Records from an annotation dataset
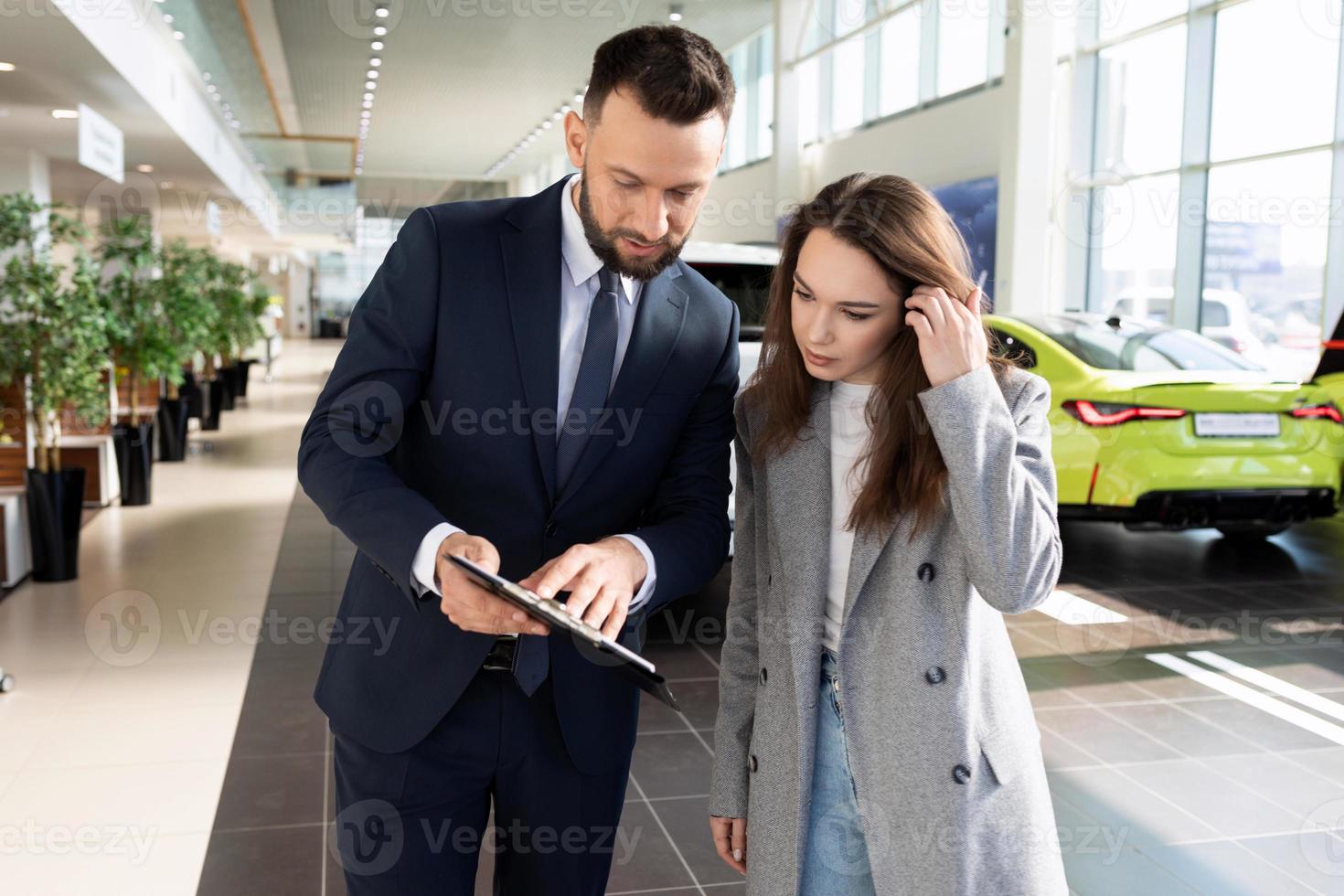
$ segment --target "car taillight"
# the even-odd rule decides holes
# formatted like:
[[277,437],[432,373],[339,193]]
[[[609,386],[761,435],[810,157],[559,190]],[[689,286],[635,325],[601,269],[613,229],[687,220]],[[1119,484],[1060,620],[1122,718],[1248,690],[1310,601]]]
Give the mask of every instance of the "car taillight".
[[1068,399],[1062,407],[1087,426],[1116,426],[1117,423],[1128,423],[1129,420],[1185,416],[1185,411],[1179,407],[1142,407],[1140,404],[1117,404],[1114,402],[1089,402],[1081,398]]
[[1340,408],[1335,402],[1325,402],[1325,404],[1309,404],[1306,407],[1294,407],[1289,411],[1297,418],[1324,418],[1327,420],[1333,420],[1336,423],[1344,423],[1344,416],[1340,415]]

---

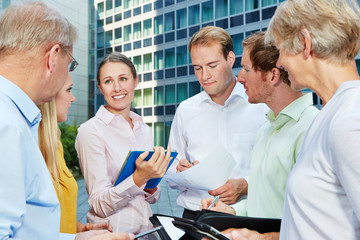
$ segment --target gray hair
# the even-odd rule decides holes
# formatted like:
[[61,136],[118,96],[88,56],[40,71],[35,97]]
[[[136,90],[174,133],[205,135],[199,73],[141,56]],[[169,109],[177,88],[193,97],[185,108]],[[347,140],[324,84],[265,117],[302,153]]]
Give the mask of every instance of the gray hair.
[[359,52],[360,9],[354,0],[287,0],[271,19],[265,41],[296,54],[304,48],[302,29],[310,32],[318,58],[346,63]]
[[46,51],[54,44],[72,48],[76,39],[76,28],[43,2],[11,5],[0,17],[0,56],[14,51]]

Exercise task
Format the lines of the records from the one containing "--target gray hair" through the one containing "Give the mask of every instance of the gray", both included, as a Markdown table with the columns Row and Line. Give each line its own row number and leave out any blank lines.

The output
| Row | Line |
|---|---|
| 1 | $ segment --target gray hair |
| 2 | # the even-odd rule decides holes |
| 3 | # formatted like: |
| 4 | [[61,136],[118,96],[88,56],[40,71],[35,97]] |
| 5 | [[[136,90],[174,133],[205,135],[199,73],[141,56]],[[169,109],[177,88],[193,97],[185,108]],[[347,140],[324,84],[265,117],[302,153]]] |
| 6 | Give the mask of every instance of the gray hair. |